Your goal:
Pull out every line of the material that contains the word "truck", matching its case exactly.

Data for the task:
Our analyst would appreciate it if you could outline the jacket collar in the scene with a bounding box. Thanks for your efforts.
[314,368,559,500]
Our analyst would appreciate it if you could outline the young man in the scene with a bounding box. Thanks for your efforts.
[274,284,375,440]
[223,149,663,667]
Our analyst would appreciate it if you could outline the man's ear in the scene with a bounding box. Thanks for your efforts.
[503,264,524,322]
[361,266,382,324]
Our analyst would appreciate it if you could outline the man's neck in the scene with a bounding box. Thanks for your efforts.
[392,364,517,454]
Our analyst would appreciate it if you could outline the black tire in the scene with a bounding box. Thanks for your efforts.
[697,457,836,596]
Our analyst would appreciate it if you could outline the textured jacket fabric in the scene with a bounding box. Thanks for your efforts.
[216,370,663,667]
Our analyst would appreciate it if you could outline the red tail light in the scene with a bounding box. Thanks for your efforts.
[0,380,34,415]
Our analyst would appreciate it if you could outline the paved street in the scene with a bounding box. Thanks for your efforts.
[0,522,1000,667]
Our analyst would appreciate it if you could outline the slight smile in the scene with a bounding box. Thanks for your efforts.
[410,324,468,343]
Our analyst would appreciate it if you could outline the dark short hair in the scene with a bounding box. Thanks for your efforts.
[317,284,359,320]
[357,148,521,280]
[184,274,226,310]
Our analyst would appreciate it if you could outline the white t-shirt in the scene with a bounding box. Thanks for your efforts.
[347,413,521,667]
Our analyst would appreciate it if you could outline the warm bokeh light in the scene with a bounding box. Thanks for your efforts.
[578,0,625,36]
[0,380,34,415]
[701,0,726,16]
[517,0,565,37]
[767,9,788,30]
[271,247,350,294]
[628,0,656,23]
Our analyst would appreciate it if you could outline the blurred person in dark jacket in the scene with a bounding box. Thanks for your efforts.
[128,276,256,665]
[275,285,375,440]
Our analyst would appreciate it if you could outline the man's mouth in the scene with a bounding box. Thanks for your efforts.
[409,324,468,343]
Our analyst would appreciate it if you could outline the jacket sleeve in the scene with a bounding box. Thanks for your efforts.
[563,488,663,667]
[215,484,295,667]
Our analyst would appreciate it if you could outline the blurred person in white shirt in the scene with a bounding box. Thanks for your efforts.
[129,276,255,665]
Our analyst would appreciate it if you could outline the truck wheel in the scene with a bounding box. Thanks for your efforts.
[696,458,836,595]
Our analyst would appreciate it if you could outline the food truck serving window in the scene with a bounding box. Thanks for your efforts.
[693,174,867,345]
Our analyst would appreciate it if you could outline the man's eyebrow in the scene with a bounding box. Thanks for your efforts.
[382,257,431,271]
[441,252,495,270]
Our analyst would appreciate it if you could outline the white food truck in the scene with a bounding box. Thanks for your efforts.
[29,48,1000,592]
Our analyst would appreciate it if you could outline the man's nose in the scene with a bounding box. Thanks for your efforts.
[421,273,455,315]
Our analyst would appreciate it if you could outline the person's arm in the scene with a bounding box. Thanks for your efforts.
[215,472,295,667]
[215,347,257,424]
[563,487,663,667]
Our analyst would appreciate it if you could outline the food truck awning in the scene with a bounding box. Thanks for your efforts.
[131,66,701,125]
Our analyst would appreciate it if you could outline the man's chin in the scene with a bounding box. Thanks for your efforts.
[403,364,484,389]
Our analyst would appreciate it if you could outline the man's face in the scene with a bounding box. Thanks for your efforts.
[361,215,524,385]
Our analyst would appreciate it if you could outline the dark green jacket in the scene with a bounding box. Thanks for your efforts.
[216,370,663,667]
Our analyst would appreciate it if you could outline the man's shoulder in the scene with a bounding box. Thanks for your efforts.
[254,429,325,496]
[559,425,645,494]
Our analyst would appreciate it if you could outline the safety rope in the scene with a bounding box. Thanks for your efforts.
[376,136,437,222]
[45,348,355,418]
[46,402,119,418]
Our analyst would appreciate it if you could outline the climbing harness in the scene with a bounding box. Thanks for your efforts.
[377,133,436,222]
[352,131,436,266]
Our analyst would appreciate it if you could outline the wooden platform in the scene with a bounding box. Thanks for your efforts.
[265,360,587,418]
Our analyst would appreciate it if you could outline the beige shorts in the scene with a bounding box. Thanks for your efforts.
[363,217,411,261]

Response to the exercise:
Our analyst would appreciate it if you could outline the truck wheel in the scene with a bounding box. Thanks for your efforts.
Our analyst would appreciate it if you could outline the food truck serving window in the scene with a bounding box. Thanks for your efforts.
Our analyst would appreciate it if you could outline the white food truck in the scene with a bounding box. Thanks for your efforts.
Our analyst would appreciate it if you could outline the food truck awning in the scene with a bounding box. Thanks for your efforts.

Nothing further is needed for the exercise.